■ Exercise materials:
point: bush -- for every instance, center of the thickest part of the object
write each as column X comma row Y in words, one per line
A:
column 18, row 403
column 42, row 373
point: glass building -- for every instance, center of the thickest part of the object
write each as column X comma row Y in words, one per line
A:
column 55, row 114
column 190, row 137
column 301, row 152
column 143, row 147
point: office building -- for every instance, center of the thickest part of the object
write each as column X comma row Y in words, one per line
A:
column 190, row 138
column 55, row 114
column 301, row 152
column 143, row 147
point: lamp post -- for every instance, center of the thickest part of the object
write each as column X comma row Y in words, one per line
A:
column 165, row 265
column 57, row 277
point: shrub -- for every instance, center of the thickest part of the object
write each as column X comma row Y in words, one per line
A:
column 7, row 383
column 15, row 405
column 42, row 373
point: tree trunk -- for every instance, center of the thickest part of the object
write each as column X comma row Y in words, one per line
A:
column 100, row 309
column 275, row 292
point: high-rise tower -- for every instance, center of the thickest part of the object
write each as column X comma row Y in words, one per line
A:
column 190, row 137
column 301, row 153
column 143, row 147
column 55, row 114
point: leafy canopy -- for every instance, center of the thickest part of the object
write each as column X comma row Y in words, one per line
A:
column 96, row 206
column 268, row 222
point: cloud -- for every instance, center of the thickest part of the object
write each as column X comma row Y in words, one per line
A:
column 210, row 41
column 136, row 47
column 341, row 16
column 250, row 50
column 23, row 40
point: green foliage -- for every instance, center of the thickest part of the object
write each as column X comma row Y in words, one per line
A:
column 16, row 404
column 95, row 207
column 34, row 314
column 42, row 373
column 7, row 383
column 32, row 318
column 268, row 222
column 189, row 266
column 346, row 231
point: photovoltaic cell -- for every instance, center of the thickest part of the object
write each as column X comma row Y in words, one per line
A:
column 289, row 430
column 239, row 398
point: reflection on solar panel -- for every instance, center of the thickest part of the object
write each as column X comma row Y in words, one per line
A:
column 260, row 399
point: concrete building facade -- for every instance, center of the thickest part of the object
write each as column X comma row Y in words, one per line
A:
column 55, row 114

■ Stated problem: Rewrite all of the records above, changing every occurrence of "thickest part" to "widest part" and leaving everything else unchanged.

■ Full response:
point: bush -- for every instance, center of the widest part of the object
write each as column X comma row Y in words, one per line
A:
column 18, row 403
column 42, row 373
point: glass building -- for every instance, center of the widest part of the object
write each as column X comma row Y in words, one per line
A:
column 55, row 114
column 190, row 137
column 301, row 152
column 143, row 147
point: office building -- for every instance, center of the widest part of the object
write each as column X comma row Y in words, one per line
A:
column 190, row 138
column 55, row 114
column 301, row 152
column 143, row 147
point: lamp post -- for every instance, center of the widest part of the object
write each as column X comma row Y in words, one per line
A:
column 165, row 265
column 57, row 277
point: shrub -- for every instance, center of the widest part of the object
write each as column X comma row Y in words, one per line
A:
column 7, row 383
column 15, row 405
column 42, row 373
point: tree trunk -- for every instance, center of the widest part of the object
write each as column X comma row Y in words, one per line
A:
column 100, row 309
column 275, row 292
point: high-rise tower -- for every instance, center of the widest part of the object
write each as column X comma row Y in words, one per line
A:
column 190, row 137
column 301, row 153
column 143, row 147
column 55, row 114
point: leafy canopy -- for every instance, center of the widest part of the object
write each as column X comma row Y in words, one per line
A:
column 96, row 206
column 268, row 222
point: cloud -- for every instance, center of the widest part of the object
write each as column X comma row Y in words, one per line
A:
column 210, row 41
column 136, row 47
column 341, row 16
column 250, row 50
column 23, row 40
point: green foliage -- for every instance, center of the widest part of the object
write each as column X comma row Y in words, one per line
A:
column 16, row 404
column 95, row 207
column 34, row 314
column 42, row 373
column 7, row 383
column 32, row 318
column 268, row 222
column 189, row 266
column 346, row 231
point: photovoltaic cell -- for every instance, center of the widest part of the object
write each as column X comma row Y in words, one per line
A:
column 289, row 430
column 239, row 398
point: reflection on solar panel -- for every instance, center of the widest part of the object
write each as column X comma row Y in words, one per line
A:
column 260, row 399
point: concrete building facade -- for every instance, center of the widest part of the object
write each as column X comma row Y in words, one per line
A:
column 55, row 114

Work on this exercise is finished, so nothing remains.